• [Instructions to follow]:
Beginning at the line that contains "Locate every instance of the man holding" and ending at the last line of the entries, write out each line exactly; include nothing outside that span.

• [Items from a data source]:
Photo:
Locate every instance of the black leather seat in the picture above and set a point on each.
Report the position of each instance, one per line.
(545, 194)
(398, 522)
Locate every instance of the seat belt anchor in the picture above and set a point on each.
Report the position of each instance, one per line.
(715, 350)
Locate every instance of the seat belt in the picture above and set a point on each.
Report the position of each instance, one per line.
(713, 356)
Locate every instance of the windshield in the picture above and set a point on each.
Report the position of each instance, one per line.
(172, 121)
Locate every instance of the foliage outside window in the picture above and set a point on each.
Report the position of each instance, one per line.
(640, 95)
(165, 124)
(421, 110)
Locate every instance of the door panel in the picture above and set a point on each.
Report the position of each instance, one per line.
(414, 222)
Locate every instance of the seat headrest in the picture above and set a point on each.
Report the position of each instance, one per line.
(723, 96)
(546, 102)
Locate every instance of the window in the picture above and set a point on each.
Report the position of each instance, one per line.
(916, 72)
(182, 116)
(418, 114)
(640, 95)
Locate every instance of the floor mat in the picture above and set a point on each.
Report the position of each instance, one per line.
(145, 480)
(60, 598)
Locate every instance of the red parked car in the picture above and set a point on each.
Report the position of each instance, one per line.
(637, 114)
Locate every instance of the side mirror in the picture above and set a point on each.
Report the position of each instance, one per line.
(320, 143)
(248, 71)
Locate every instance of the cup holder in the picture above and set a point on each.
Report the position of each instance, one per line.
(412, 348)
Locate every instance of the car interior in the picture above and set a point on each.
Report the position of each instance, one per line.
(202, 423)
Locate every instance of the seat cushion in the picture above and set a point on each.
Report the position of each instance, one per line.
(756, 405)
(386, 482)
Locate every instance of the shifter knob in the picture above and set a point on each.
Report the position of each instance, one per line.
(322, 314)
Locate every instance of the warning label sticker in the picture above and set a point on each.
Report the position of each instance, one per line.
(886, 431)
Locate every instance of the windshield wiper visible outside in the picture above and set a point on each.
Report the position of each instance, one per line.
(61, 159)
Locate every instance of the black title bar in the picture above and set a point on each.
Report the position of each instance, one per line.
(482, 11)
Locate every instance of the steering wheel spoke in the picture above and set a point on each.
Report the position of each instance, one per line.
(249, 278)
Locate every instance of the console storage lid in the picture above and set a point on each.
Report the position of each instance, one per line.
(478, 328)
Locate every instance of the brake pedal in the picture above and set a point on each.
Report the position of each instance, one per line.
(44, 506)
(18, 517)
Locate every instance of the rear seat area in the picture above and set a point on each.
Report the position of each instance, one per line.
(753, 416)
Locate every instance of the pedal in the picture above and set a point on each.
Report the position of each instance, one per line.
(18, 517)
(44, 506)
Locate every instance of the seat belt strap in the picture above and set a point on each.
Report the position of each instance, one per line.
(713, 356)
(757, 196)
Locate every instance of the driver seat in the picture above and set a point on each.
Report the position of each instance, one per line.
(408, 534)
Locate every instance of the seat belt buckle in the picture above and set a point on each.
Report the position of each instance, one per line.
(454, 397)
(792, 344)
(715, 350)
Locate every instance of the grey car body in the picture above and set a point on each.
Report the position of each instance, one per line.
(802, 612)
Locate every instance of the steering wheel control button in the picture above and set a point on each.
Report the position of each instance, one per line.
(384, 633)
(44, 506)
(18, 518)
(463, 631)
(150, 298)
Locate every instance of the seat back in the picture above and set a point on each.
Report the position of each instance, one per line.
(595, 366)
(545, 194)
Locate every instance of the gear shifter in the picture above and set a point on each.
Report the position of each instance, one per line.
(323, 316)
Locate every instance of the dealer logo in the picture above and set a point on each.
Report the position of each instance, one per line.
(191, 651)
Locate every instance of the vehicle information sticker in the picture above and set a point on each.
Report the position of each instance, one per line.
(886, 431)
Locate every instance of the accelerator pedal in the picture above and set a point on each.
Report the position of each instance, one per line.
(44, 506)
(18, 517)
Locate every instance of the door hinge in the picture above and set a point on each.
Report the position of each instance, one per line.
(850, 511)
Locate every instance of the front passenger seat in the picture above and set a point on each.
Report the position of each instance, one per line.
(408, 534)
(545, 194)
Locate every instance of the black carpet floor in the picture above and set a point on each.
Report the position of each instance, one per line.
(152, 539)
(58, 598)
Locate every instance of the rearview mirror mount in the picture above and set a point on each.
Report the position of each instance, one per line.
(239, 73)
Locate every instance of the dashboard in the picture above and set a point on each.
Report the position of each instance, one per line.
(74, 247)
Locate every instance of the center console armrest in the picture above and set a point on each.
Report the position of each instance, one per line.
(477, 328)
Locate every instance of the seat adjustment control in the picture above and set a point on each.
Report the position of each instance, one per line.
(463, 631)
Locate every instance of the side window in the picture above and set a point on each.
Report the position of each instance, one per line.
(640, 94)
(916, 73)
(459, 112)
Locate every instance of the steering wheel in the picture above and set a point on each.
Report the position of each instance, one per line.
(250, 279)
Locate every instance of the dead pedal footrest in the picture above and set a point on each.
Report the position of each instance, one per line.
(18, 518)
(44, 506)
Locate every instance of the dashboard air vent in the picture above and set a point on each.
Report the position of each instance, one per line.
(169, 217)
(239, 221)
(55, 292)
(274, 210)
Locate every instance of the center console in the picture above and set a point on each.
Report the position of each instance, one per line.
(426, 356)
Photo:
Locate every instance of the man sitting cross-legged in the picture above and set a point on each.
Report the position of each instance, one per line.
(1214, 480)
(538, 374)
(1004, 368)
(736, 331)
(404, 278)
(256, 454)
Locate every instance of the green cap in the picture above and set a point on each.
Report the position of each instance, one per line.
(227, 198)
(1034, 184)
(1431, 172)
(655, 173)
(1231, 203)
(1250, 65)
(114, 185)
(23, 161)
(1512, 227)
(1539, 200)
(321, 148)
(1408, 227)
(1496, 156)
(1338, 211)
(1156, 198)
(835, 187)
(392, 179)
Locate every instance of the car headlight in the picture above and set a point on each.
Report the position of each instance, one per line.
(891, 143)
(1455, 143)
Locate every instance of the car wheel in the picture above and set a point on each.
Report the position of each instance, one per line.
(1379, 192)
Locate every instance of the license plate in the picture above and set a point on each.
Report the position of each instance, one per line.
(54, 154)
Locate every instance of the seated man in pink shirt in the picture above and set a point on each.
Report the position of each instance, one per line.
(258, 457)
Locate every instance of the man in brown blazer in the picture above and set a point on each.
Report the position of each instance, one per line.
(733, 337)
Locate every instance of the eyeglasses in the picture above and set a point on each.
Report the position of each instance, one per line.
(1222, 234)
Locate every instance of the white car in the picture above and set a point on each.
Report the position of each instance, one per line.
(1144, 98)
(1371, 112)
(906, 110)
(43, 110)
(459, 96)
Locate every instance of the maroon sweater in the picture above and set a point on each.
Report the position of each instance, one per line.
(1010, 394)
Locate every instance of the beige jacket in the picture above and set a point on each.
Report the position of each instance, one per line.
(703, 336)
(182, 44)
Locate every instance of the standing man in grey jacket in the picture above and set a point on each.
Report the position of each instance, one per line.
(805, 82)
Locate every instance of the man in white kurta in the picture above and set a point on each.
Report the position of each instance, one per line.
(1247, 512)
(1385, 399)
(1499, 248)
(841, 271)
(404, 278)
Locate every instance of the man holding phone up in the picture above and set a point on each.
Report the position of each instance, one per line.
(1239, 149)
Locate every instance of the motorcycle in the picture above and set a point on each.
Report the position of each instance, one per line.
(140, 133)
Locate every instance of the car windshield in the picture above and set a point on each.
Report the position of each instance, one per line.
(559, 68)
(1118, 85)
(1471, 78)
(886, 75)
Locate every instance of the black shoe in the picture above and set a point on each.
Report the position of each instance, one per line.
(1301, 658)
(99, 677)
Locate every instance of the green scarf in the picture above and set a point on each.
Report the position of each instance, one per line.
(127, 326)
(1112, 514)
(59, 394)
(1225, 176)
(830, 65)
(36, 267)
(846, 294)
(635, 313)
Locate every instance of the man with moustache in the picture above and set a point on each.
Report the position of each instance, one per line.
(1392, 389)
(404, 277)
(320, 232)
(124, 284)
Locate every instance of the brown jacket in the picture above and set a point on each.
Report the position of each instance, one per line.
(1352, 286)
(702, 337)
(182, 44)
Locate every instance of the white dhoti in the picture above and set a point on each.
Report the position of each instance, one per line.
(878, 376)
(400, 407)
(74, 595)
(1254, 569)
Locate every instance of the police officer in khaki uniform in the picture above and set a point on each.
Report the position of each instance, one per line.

• [Reply]:
Locate every instance of the man holding phone up in the picture above and set a point on each.
Report the position of each instance, one per line.
(1239, 149)
Locate every instance of the motorcycle in the picture above and set a point on each.
Report the position of each instance, one per line.
(140, 133)
Locate every instance of the car windshield in the picture above and set a point on each.
Report the position of each instance, one per line.
(559, 68)
(1118, 85)
(1471, 78)
(886, 75)
Locate every instance of the black shoe in the picture above and set a point on each.
Report the position of each instance, one per line.
(1301, 658)
(99, 677)
Locate every instance of the green scarf in the picture above and set a point on each.
Report the position of each instance, one per line.
(127, 326)
(1112, 514)
(59, 394)
(1225, 176)
(830, 65)
(36, 267)
(846, 294)
(635, 313)
Locate every instance of the man with moustache in the picture above and set a point on each.
Report the position of each instance, one per line.
(1392, 389)
(404, 277)
(320, 232)
(124, 284)
Locate every instance of the brown jacket in the picture above and set a point on each.
Report the position of each instance, one per line.
(1352, 286)
(702, 337)
(182, 44)
Locate every instance of the white dhoti in the picture above and set a point on each.
Report the position of each instance, one per line.
(878, 376)
(400, 407)
(74, 595)
(1254, 569)
Locate every instance of the police officer in khaki uniform in the picture above and set a point on each.
Report the position of each instance, one per line.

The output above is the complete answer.